## To do
1. Transcribe the court opinion header from "Appearances:  Eric A." up to and including "Fairbanks, for Appellee.".
2. Name every judge mentioned in the court opinion header.

## Given text
— START —
STATE OF ALASKA,         )         
                         )      Court of Appeals No. A-7040
          Petitioner,    )    Trial Court No. 4FA-S98-565CR
                         )
          v.             )          
                         )              O P I N I O N
ERWIN MORGAN,            )
                         )     [No. 1646 -  September 3, 1999]
          Respondent.    )
                         )

          Petition for Review from the Superior Court,
Fourth Judicial District, Fairbanks, Charles R. Pengilly, Judge.

          Appearances:  Eric A. Johnson, Assistant
Attorney General, Office of Special Prosecutions and Appeals,
Anchorage, and Bruce M. Botelho, Attorney General, Juneau, for
Appellant.  Lori M. Bodwell, Fairbanks, for Appellee.

          Before:  Coats, Chief Judge, Mannheimer and
Stewart, Judges.

          COATS, Chief Judge.
— END —
## Material provided
— START —
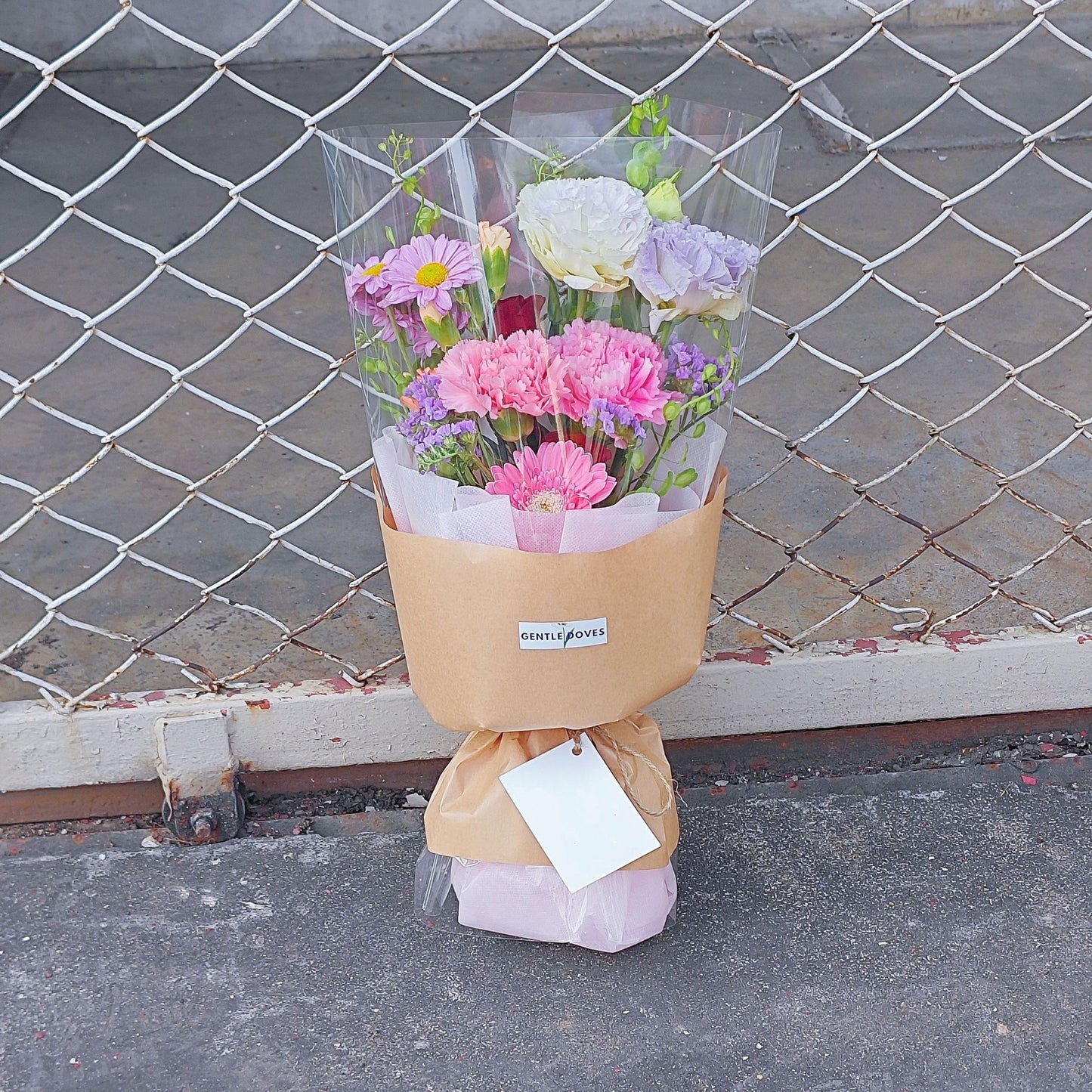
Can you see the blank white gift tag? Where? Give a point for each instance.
(582, 818)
— END —
## Solutions to the exercise
1.
Appearances:  Eric A. Johnson, Assistant
Attorney General, Office of Special Prosecutions and Appeals,
Anchorage, and Bruce M. Botelho, Attorney General, Juneau, for
Appellant.  Lori M. Bodwell, Fairbanks, for Appellee.

2. Charles R. Pengilly, Coats, Mannheimer, Stewart